### Parts of the exercise:
- 1) Recast the paragraph of the essay submission that begins "More seriously" as a short bulleted list, keeping its main facts.
- 2) In one to three sentences, explain why the essay submission is being hosted on this page, based on the note at its top.
[Start Supplied text]
Wednesday, April 11, 2018

Alex Werner's Essay Submission

(Wizards has alerted GDS3 Top 8 contestants that their essays would not be published on the mothership, and gave them clearance to self-publish. We reached out to all contestants and offered to host their essays.)


1) Introduce yourself and explain why you are a good fit for this internship.

Hi, my name is Alex Werner, I would like this internship as a step toward winning a game of Magic Bingo that I’ve been very slowly playing for the past 20+ years. I almost have the card complete. Be a sanctioned judge? Check. Play on the pro tour? Check. Create, print out, and play with entire homemade expansions? Check. Get a friend’s face into the art of a real Magic card as an engagement present? Check. All I’m missing is “actually design real Magic cards”. Victory is within my grasp!

More seriously, I am truly passionate about Magic. I fall asleep at night thinking about what colors the various factions in Game of Thrones would be if they were guilds in a Magic expansion. I listen to Magic podcasts on my way to work. Many of my best friends are people I met playing Magic. In fact, I’ve known some of them for so long that I’m now also playing Magic with their teenage children.

And in addition to that, I’ve worked for 20+ years as a computer/video game developer, and have read and thought extensively (including college classes) about game theory. There is nothing I enjoy more than creating games, modifying games, improving games, and of course, playing games. In fact, each year my wife and I invent several new games, invite everyone we know, and host a game party to raise money for charity. This year the games included a variation of Balderdash with hidden roles, a clue-giving game involving manipulating a life-size puppet, and a version of What Were You Thinking (which was invented by Richard Garfield himself).

Plus, I’m hilariously funny, stunningly handsome, and nearly immeasurably modest.


2) An evergreen mechanic is a keyword mechanic that shows up in (almost) every set. If you had to make an existing keyword mechanic evergreen, which one would you choose and why?
[End Supplied text]
[Start Listing]
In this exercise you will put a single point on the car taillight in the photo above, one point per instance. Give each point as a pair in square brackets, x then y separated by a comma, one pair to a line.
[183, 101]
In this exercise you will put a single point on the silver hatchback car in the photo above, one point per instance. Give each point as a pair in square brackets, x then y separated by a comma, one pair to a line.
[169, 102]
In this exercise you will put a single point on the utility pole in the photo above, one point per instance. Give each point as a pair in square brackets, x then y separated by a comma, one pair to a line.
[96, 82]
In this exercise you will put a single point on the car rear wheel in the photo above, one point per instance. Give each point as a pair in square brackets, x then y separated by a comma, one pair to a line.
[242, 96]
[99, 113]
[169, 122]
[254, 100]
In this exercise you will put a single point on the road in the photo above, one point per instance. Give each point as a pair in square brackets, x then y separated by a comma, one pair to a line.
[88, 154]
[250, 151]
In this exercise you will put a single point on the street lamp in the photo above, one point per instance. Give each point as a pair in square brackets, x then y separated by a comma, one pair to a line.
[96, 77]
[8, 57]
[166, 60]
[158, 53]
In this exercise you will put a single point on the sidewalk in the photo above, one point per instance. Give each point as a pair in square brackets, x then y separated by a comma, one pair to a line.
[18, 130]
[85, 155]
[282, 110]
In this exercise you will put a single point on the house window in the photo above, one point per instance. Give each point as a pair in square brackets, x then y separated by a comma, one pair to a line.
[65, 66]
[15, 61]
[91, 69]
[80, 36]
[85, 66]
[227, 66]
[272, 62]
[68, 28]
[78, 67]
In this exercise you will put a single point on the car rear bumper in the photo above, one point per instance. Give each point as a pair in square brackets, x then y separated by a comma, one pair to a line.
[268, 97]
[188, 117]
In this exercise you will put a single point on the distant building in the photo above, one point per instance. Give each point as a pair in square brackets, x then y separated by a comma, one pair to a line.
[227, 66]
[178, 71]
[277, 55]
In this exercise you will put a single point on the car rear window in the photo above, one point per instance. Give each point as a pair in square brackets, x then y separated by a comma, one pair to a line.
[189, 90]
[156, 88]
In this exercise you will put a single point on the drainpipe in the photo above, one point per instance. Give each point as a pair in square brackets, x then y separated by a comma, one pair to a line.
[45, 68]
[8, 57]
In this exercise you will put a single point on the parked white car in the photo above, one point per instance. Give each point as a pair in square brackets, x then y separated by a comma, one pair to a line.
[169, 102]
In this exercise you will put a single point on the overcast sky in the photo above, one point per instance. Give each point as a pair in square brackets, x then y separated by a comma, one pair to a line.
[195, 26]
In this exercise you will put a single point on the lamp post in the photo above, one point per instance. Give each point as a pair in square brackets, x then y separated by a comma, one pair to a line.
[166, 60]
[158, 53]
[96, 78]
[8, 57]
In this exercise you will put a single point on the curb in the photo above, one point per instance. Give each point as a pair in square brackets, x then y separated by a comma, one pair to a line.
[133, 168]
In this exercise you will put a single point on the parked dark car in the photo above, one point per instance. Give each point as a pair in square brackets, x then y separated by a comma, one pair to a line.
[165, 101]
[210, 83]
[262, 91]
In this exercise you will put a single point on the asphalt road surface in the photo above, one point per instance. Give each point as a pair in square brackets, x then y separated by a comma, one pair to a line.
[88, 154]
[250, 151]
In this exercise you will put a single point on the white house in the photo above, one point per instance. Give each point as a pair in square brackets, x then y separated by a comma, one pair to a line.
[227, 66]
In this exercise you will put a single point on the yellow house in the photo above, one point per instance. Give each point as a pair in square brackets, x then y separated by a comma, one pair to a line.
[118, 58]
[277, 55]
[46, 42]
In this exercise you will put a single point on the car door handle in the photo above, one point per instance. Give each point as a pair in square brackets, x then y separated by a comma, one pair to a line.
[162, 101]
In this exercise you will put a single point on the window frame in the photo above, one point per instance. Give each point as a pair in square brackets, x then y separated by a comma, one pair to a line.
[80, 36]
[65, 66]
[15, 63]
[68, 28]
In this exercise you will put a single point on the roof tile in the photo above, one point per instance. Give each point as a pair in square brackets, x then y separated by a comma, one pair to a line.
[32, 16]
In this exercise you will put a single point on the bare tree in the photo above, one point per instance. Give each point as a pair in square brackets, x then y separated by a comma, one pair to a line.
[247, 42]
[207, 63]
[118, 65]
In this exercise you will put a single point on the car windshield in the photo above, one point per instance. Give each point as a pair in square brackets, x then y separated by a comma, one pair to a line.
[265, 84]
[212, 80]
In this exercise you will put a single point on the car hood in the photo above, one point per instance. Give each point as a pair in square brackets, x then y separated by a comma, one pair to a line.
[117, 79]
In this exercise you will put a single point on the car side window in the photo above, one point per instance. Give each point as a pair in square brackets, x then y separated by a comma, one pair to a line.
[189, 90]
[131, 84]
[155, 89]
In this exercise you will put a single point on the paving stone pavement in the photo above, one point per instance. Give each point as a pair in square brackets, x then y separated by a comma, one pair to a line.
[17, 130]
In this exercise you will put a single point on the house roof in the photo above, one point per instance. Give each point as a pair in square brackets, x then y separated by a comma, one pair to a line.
[End Listing]
### Solutions to the problems:
- 1)
- Alex Werner is truly passionate about Magic.
- He falls asleep thinking about which colors the Game of Thrones factions would be if they were guilds in a Magic expansion.
- He listens to Magic podcasts on his way to work.
- Many of his best friends are people he met playing Magic.
- He has known some of them so long that he now plays Magic with their teenage children.

- 2) Wizards told the GDS3 Top 8 contestants that their essays would not be published on the mothership and gave them clearance to self-publish. The site then reached out to all the contestants and offered to host their essays.